-- PROVIDED INFORMATION --
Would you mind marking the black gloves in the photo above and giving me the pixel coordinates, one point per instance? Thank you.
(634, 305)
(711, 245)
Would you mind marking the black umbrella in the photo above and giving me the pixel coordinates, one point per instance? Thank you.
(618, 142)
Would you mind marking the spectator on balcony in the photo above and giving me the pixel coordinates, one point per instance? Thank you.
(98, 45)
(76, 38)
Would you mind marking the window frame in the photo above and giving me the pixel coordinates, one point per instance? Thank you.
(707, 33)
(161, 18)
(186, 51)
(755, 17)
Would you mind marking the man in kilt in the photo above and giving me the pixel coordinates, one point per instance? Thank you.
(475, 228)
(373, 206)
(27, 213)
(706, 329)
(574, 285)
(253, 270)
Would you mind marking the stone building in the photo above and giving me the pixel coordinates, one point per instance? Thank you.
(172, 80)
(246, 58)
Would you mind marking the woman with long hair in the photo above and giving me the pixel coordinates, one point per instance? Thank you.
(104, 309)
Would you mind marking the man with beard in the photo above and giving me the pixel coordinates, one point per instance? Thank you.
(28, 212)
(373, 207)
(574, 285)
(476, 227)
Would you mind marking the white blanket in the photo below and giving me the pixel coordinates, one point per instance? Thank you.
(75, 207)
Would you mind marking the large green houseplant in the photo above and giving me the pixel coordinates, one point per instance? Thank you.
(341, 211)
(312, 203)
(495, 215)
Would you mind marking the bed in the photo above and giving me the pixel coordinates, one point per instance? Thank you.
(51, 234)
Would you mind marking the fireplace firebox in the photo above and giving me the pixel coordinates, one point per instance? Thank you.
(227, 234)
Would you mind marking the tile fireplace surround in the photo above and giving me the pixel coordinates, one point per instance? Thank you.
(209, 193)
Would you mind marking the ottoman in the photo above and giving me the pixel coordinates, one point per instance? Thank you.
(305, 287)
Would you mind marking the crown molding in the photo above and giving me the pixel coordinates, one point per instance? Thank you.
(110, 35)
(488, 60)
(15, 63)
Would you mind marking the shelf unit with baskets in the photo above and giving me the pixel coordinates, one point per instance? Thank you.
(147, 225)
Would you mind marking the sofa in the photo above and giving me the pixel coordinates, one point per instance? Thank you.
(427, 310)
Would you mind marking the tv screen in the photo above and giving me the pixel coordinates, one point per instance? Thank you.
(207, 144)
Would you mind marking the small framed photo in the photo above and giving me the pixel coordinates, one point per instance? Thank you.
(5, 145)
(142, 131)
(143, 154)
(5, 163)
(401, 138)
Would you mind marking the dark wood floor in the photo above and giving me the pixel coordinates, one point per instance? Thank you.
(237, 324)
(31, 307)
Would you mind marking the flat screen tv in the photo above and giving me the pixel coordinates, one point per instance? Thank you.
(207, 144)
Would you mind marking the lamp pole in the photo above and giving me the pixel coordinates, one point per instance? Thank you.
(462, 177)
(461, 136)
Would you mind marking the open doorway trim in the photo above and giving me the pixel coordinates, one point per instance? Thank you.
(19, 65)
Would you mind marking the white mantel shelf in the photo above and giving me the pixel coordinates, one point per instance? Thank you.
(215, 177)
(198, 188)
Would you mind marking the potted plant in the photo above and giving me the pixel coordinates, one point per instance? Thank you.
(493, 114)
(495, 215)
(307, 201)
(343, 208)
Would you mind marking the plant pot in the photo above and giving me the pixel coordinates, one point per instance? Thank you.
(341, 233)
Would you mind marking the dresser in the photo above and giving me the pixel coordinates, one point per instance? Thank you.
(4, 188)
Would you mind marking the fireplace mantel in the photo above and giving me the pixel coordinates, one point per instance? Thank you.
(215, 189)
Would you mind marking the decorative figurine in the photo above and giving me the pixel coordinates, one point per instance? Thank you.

-- WHAT IS EXPECTED --
The entries must all be transcribed exactly.

-- RESPONSE TO THE EXERCISE --
Would you mind marking the black gloves in the photo above and giving me the pixel coordinates, one point per instance? Thank you.
(634, 305)
(711, 245)
Would you mind marking the black umbrella in the photo above and giving me the pixel coordinates, one point per instance? Thank you.
(618, 142)
Would you mind marking the spectator on balcony in the photo above and giving me the pixel coordinates, one point per instance? Thank you.
(98, 45)
(76, 38)
Would you mind marking the window frame in the photo above and giving me the pixel coordinates, one point per instance? Thank you.
(707, 33)
(161, 18)
(186, 51)
(755, 17)
Would you mind marking the man in kilt in the photo above and giving me the pixel coordinates, one point per instance? Thank you.
(475, 228)
(373, 206)
(27, 213)
(706, 329)
(574, 285)
(253, 270)
Would you mind marking the stone building in the photo above and giving me the pixel coordinates, one point per instance? Thank you.
(172, 80)
(246, 58)
Would you mind marking the woman with long hair in the photo above and giving me the pixel coordinates, one point per instance? Thank you.
(104, 309)
Would you mind marking the man with beard in the photo above and giving me the pixel coordinates, one point per instance? Thank you.
(28, 212)
(373, 207)
(574, 285)
(476, 227)
Would you mind marking the white blanket in the photo below and giving me the pixel coordinates, one point per instance? Thank you.
(75, 207)
Would you mind marking the large green houseplant in the photo above and giving me the pixel coordinates, one point per instance? Thank you.
(341, 211)
(312, 203)
(495, 215)
Would you mind marking the bed in the photo above and giving me the pixel coordinates, one point per instance? Thank you.
(51, 234)
Would you mind marking the fireplace firebox in the photo above and giving me the pixel coordinates, one point per instance? Thank you.
(227, 234)
Would you mind marking the tile fireplace surround in the photo above and giving me the pixel coordinates, one point per instance? Thank you.
(209, 193)
Would you mind marking the ottoman in the photo above and giving me the pixel coordinates, one point per instance? Thank you.
(305, 287)
Would you mind marking the crown molding in the photo above and giving me the pixel coordinates, one point per instance? Thank you.
(110, 35)
(488, 60)
(15, 63)
Would you mind marking the shelf unit with baskets in the photo above and giving me the pixel coordinates, one point per instance? Thank you.
(147, 225)
Would you mind marking the sofa in the photo above and giving me the pixel coordinates, one point per instance? Thank you.
(427, 310)
Would you mind marking the tv screen in the photo above and giving me the pixel coordinates, one point per instance? Thank you.
(207, 144)
Would you mind marking the small framed photo in the photo above and giving me the pixel coordinates, one point per instance? Thank you.
(5, 145)
(142, 131)
(143, 154)
(5, 163)
(401, 138)
Would you mind marking the dark wood floor in the photo above and giving me the pixel coordinates, one point per instance? Thank you.
(237, 324)
(31, 307)
Would you mind marking the flat screen tv in the photo above and giving me the pixel coordinates, one point per instance? Thank you.
(207, 144)
Would you mind marking the lamp pole in the photo above and giving me the pixel coordinates, one point per instance? Thank you.
(462, 177)
(461, 136)
Would you mind marking the open doorway trim in the photo above and giving me the pixel coordinates, one point per instance? Thank you.
(19, 65)
Would you mind marking the white mantel shelf in the photo above and giving me the pixel coordinates, one point per instance? Thank you.
(215, 177)
(198, 188)
Would you mind marking the potted plant in the photo above and giving me the pixel coordinates, one point per instance? Thank you.
(493, 114)
(495, 215)
(307, 201)
(343, 208)
Would you mind marking the plant pot in the photo above and giving me the pixel coordinates, one point per instance? Thank you.
(341, 233)
Would you mind marking the dresser in the photo above and giving me the pixel coordinates, one point per instance? Thank you.
(4, 188)
Would you mind marking the fireplace mantel in the photo above and giving me the pixel coordinates, one point per instance? Thank you.
(215, 189)
Would you mind marking the decorative figurine in the photo above and giving me the pixel coordinates, one point per instance? Thank you.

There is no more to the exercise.